→ WHAT YOU NEED TO DO
- A) Can you rewrite the perpetual motion text starting at "Presented by K" and ending at "properly enough yet...", putting "magnetized materials" wherever "magnetic materials" appears?
- B) In the perpetual motion text:
(i) What dimensions are given for the MOVING MAGNET?
(ii) What is the name of the program used to analyze the magnetic systems?
(iii) Whose TOMI theory is mentioned?

====== PASSAGE PROVIDED ======

Presented by K Pullo, Jan. 21, 2005
The making of a PERPETUAL MOTION MACHINE has always been a fantastic dream. There are many attempts along history, but always the same ending: PERPETUAL MOTION continues being a legend.
On another hand, the amazing properties of magnetic materials have always astonished boys and intuitive men. They can see a mysterious secret inside these materials. I think these properties are not being used properly enough yet...
Here is the last attempt.
Some time ago I found a fantastic program called FEMM: http://femm.berlios.de/ This program makes analysis of all parameter types on magnetic systems, so I decided to analyze all the configurations of magnetic systems in the JLN LABS magnetic motors research.
I found that some systems definitively didn\'t work, others were difficult to repeat, and a few others contained good ideas.
Then I found the Stewart Harris TOMI theory: www.fortunecity.com/greenfield/bp/16/magnetic.htm
Then, I decided to analyze the system, and see the force profile on the MOVING MAGNET:
Let\'s begin with the picture below:
The MOVING MAGNET is 12 x 3 cms. The picture shows us the scheme of forces the MOVING MAGNET will suffer:
1 - As the MOVING MAGNET approaches, it feels a greater opposition force.
2 - Once the MOVING MAGNET is near the STATOR MAGNET, this opposition force decreases.
3 - While the MOVING MAGNET moves between the STATOR MAGNET, the force changes and impulses the MOVING MAGNET to the middle part of the STATOR MAGNET.
4 - Then, the impulse force goes decreasing, and near the end of STATOR MAGNET, it turns to opposite force again.
5 - This force goes decreasing too as the MOVING MAGNET goes far away from the STATOR MAGNET.
We\'ve got three regions of forces, and two interesting points:
1 - Low repulsion force as the MOVING MAGNET approaches, on a large region before the STATOR MAGNET.
2 - An equilibrium point, where the MOVING MAGNET can approach or move away from the STATOR MAGNET.

====== INFORMATION PROVIDED ======

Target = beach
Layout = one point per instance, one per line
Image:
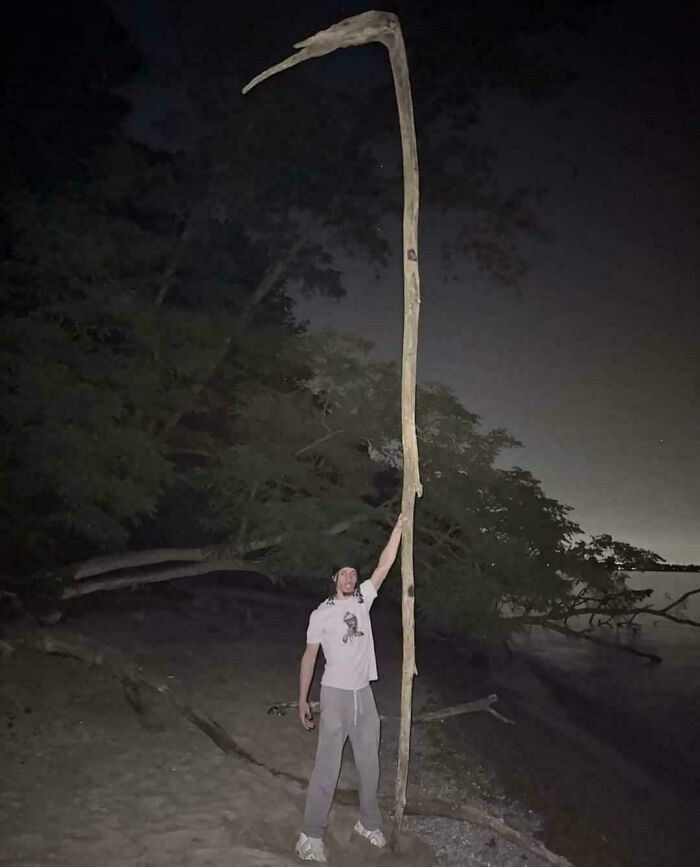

======

→ FINAL RESULTS
- A)
Presented by K Pullo, Jan. 21, 2005
The making of a PERPETUAL MOTION MACHINE has always been a fantastic dream. There are many attempts along history, but always the same ending: PERPETUAL MOTION continues being a legend.
On another hand, the amazing properties of magnetized materials have always astonished boys and intuitive men. They can see a mysterious secret inside these materials. I think these properties are not being used properly enough yet...

- B)
(i) 12 x 3 cms
(ii) FEMM
(iii) Stewart Harris's